== WHAT TO DO ==
Arrange the lines of the records below as a Markdown table, starting at the line that contains "on the sunlight" and ending at the line that contains "point(90, 164)", with both ends included and any blank lines left out. Use two columns, "Row" for the row number and "Entry" for the line.

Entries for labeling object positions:
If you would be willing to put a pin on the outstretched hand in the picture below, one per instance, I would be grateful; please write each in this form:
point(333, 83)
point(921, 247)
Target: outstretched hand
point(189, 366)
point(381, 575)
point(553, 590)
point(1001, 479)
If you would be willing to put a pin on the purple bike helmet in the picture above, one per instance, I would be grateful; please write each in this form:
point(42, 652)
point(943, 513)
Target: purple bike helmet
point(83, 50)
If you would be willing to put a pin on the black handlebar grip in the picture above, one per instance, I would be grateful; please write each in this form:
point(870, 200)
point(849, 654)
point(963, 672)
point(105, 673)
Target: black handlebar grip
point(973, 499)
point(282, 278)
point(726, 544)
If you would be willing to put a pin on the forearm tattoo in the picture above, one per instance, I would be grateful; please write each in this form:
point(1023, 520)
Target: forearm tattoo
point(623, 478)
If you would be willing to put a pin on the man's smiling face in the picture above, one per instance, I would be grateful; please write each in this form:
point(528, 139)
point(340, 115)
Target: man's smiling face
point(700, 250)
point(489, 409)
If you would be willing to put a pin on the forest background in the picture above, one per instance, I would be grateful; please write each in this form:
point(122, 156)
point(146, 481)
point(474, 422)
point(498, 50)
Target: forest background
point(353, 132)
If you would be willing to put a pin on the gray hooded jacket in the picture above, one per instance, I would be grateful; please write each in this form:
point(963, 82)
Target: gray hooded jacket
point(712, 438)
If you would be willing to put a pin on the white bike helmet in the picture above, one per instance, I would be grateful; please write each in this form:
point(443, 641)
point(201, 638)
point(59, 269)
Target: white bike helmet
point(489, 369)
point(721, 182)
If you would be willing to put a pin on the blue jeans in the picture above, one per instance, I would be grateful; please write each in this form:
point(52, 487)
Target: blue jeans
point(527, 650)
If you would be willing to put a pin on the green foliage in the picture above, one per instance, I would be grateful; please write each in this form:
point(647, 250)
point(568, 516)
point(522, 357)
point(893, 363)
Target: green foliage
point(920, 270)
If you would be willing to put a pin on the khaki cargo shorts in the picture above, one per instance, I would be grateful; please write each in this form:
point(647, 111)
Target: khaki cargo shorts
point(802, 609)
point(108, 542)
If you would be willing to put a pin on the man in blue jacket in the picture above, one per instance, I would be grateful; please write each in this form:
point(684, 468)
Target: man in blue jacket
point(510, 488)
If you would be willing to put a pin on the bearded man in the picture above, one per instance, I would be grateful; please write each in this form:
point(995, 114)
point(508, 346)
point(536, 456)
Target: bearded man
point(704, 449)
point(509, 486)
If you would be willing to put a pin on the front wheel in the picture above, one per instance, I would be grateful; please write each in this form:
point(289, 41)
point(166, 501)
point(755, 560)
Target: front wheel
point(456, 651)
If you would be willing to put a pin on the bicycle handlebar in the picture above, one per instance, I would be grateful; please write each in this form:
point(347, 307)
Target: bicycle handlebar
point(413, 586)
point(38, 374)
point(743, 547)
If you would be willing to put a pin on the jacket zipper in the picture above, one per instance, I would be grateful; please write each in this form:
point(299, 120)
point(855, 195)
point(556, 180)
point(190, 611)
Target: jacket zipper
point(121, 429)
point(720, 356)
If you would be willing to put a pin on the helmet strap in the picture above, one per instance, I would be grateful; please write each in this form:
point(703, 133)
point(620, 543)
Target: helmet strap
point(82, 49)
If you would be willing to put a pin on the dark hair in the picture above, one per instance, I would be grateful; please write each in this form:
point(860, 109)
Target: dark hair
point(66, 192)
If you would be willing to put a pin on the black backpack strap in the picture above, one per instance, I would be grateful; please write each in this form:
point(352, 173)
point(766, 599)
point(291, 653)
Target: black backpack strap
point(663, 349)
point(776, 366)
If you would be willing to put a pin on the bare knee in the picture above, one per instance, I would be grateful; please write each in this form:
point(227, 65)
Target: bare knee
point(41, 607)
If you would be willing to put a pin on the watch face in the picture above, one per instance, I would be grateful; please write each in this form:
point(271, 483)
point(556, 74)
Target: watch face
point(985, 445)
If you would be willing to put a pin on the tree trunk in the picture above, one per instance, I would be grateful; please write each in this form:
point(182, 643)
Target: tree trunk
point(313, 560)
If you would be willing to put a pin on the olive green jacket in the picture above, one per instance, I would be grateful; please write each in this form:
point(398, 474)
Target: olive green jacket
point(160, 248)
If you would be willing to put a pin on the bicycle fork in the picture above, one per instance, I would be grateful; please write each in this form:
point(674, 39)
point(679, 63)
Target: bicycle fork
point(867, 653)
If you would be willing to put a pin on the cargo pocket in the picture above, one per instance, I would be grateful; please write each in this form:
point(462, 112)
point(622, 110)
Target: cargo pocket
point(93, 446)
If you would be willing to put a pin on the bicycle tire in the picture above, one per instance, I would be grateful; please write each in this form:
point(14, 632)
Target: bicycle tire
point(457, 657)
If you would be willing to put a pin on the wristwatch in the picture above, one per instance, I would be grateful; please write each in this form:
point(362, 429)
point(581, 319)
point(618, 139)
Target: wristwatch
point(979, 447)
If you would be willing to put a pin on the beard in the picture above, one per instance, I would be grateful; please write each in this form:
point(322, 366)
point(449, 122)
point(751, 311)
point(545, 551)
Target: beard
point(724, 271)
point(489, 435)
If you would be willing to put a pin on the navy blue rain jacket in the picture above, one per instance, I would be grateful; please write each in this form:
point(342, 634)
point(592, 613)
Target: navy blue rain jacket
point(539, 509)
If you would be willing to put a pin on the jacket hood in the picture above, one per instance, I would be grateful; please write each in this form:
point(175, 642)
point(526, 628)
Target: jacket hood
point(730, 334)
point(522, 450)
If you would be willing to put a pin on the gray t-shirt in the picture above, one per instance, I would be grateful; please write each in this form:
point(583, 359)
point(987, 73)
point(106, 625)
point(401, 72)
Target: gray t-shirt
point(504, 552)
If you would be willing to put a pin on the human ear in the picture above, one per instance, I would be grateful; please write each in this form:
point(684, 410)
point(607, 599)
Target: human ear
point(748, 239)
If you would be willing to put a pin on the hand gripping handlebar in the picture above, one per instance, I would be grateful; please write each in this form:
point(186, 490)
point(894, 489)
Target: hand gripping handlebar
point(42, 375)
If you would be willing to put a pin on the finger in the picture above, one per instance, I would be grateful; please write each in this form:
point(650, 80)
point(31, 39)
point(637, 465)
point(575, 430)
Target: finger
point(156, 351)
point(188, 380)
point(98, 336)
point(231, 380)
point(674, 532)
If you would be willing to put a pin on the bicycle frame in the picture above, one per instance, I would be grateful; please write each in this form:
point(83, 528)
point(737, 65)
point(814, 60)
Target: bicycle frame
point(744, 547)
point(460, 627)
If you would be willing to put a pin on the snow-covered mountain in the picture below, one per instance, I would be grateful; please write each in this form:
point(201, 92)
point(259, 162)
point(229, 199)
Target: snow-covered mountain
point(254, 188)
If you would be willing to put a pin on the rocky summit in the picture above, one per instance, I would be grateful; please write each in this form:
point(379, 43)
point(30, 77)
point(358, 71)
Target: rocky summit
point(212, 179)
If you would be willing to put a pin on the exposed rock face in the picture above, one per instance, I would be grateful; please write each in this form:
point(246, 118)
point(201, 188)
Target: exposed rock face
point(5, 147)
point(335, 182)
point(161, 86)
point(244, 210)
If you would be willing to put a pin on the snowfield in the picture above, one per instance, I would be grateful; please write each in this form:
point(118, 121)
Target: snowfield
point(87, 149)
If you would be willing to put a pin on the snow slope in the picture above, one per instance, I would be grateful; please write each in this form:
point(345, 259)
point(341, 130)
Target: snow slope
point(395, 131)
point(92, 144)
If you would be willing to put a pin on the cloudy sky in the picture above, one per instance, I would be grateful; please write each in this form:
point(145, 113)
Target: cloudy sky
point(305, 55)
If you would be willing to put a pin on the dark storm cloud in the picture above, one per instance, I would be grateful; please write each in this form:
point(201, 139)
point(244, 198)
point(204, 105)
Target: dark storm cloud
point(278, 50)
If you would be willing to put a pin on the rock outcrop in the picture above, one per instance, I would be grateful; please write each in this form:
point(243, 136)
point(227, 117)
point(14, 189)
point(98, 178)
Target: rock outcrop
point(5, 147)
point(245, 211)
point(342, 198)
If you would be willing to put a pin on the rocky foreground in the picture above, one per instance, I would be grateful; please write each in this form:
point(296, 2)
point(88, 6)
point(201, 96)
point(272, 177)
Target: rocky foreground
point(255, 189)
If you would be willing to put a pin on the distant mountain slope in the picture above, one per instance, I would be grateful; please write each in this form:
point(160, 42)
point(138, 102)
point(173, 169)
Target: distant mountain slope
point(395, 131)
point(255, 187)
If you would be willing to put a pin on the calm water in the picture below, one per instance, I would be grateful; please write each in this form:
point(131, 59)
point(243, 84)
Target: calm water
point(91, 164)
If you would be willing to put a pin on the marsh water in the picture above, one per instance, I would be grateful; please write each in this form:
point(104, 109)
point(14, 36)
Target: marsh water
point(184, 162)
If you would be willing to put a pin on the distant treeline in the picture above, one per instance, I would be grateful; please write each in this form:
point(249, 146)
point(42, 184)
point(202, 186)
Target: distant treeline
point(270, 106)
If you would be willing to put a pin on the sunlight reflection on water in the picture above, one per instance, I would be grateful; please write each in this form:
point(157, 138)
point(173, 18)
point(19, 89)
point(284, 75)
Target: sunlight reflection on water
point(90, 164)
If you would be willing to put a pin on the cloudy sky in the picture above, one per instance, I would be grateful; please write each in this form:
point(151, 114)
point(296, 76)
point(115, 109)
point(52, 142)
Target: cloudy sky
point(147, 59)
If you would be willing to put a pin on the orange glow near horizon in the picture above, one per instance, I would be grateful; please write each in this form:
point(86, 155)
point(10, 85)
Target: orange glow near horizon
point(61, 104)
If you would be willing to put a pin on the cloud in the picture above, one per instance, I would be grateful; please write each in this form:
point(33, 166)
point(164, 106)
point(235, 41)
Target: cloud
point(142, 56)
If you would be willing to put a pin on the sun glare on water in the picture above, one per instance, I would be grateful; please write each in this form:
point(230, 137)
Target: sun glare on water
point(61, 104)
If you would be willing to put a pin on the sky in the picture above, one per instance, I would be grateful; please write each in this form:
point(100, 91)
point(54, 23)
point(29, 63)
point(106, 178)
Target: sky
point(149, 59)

== CORRECT RESPONSE ==
| Row | Entry |
|---|---|
| 1 | If you would be willing to put a pin on the sunlight reflection on water in the picture above, one per instance, I would be grateful; please write each in this form: |
| 2 | point(157, 138) |
| 3 | point(173, 18) |
| 4 | point(19, 89) |
| 5 | point(284, 75) |
| 6 | Target: sunlight reflection on water |
| 7 | point(90, 164) |